──────── EXTRACT TO READ ────────

This is what I am talking about.
In theory… it would need to be evaluated.
Ok, let me explain a little of the basics. Lets say you want to send a buffer that is 1MB in size, this is larger then the maximum payload supported by all current consumer and even most enterprise level equipment, so the TCP stack splits this up into packets of data limited by the MTU (maximum transmission unit) of your hardware.
Generally the default MTU is 1500 bytes unless you’re using Jumbo frames, in which case it’s usually 9000 bytes. The MTU may further be limited by your PC or any equipment between you and the target PC (routers/switches/gateways, etc).
Each packet has a IP header containing among other things, the source address, destination address, ttl, crc, flags and sequence number. Each of these fields need to be populated by the TCP stack in the kernel, some things like crc
can be offloaded to the ethernet hardware if it supports it (most do today).
At the end of the day, your 1MB packet, assuming jumbo frames had to be split up into 117 packets. Since your kernel is doing lots of things at once, it may re-order the packets and send them out in a jumbled up mess (worst case). As such the remote end needs to take each packet and inspect the sequence number to determine the original ordering. It also needs to check the CRC of each packet and if using TCP an acknowledge packet needs to be sent back to the sender to verify receipt. If the CRC doesn’t verify and can’t be corrected, a resend message is sent back and remote host re-transmits the packet.

──────── RECORDS SHOWN ────────

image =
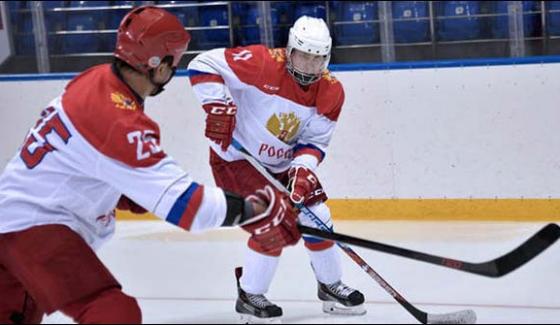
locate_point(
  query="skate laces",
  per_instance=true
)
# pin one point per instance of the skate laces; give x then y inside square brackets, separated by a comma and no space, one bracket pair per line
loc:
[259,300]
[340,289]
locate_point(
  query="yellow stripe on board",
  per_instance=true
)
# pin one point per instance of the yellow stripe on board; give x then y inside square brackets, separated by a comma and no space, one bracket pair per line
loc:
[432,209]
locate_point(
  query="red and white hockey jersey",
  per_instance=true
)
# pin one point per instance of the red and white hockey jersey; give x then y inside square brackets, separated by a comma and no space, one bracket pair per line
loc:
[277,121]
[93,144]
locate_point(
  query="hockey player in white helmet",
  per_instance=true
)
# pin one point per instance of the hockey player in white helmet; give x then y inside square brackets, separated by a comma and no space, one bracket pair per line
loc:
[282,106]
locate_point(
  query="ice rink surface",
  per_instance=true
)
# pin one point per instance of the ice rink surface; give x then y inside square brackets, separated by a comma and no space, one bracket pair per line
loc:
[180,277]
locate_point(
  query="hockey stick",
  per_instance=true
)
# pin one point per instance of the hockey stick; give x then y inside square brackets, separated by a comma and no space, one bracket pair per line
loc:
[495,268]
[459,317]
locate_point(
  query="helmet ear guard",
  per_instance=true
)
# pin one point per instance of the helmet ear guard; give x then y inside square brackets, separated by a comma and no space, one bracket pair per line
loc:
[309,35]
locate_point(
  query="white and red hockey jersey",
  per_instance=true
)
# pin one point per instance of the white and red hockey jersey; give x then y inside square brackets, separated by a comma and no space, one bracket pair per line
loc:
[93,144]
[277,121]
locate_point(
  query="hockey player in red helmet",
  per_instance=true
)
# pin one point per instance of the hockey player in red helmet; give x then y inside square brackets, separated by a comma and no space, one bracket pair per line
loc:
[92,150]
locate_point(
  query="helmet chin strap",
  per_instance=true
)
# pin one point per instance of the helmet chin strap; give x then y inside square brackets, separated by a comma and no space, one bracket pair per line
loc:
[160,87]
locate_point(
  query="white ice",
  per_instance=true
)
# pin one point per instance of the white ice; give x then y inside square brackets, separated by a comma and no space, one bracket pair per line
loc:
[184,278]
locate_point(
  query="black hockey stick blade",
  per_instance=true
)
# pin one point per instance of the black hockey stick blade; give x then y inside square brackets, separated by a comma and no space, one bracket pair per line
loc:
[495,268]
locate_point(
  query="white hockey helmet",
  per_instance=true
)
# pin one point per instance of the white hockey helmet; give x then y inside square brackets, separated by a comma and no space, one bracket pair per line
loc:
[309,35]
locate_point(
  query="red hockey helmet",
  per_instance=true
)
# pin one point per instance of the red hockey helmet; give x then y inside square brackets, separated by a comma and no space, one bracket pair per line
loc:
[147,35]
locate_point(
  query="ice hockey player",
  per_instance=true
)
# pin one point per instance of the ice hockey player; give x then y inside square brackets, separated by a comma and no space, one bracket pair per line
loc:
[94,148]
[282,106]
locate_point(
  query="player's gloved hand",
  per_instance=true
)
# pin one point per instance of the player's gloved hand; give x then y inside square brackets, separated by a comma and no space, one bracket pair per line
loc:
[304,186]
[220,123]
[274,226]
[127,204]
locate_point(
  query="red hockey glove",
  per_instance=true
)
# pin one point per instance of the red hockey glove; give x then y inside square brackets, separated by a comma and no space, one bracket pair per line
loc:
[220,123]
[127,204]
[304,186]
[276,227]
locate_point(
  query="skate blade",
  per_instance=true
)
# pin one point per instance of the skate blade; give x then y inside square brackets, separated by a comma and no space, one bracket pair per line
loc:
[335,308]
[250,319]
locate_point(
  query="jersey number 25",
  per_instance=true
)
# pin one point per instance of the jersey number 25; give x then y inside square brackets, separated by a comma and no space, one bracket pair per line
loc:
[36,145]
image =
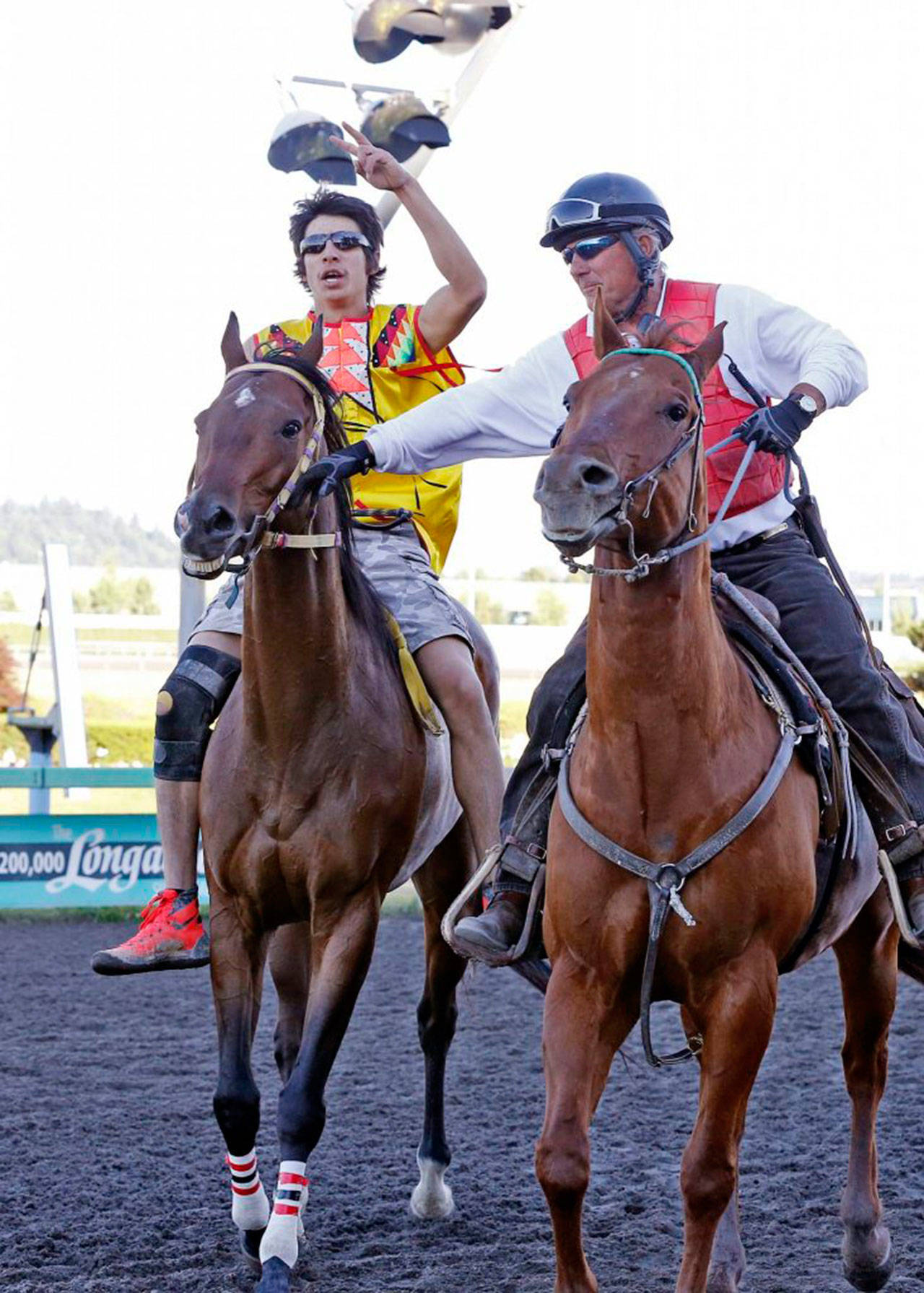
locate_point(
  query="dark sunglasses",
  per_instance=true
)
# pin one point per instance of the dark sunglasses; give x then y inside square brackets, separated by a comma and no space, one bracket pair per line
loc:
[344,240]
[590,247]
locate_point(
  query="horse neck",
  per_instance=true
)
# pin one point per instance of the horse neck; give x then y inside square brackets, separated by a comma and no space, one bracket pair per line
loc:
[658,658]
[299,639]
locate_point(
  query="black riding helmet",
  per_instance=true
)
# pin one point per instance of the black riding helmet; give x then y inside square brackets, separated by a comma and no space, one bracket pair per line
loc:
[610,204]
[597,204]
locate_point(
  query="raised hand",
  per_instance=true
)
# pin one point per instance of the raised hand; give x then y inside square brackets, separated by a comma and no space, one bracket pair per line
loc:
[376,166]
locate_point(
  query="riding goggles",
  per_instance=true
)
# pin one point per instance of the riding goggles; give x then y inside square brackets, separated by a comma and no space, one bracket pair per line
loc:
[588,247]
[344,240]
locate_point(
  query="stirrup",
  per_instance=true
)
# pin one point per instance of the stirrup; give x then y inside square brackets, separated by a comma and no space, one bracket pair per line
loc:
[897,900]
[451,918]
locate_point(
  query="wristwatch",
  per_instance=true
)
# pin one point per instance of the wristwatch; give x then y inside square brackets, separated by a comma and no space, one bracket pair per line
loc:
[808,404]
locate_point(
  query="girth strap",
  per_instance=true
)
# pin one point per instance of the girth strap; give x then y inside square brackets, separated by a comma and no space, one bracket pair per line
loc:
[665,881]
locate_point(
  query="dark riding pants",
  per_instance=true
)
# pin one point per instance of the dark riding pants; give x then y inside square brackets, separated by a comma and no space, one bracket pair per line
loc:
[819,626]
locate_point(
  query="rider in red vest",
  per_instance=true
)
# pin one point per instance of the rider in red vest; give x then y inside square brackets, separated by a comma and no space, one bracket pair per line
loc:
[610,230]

────────

REQUIRED ACTIONS ▸
a) Answer these from the post on TCP packets:
(i) What is the usual MTU when jumbo frames are in use?
(ii) Which IP header field does the post give as one that can be offloaded to the ethernet hardware?
(iii) Into how many packets does the post say the 1MB buffer had to be split, assuming jumbo frames?
b) Carry on the post on TCP packets from its final sentence.

TASK RESULTS ▸
a)
(i) 9000 bytes.
(ii) The crc.
(iii) 117 packets.

b)
Finally the kernel needs to reassemble the packet payloads into a contiguous buffer to hand to the userspace application. The userspace application then needs to check if it has the entire buffer yet (the kernel can’t know this, it’s protocol specific), and buffer each payload until it’s all arrived.
As you can imagine, this is a very complex stack to take large amounts of data through, and we have not even covered the fact that all this goes through a firewall layer and routing layers which adds additional computational complexity.
This is why LG at current has zero support for this, while all this is written into the kernel, the overheads it adds goes against the project’s goal of being as close to zero latency as possible.
Note: A technology like RDMA would make this feasible… but that is not usually even in the reach of even enthusiast users with massive budgets for high end equipment (including me… hint hint, someone send me some gear so I can learn it and add LG support :P)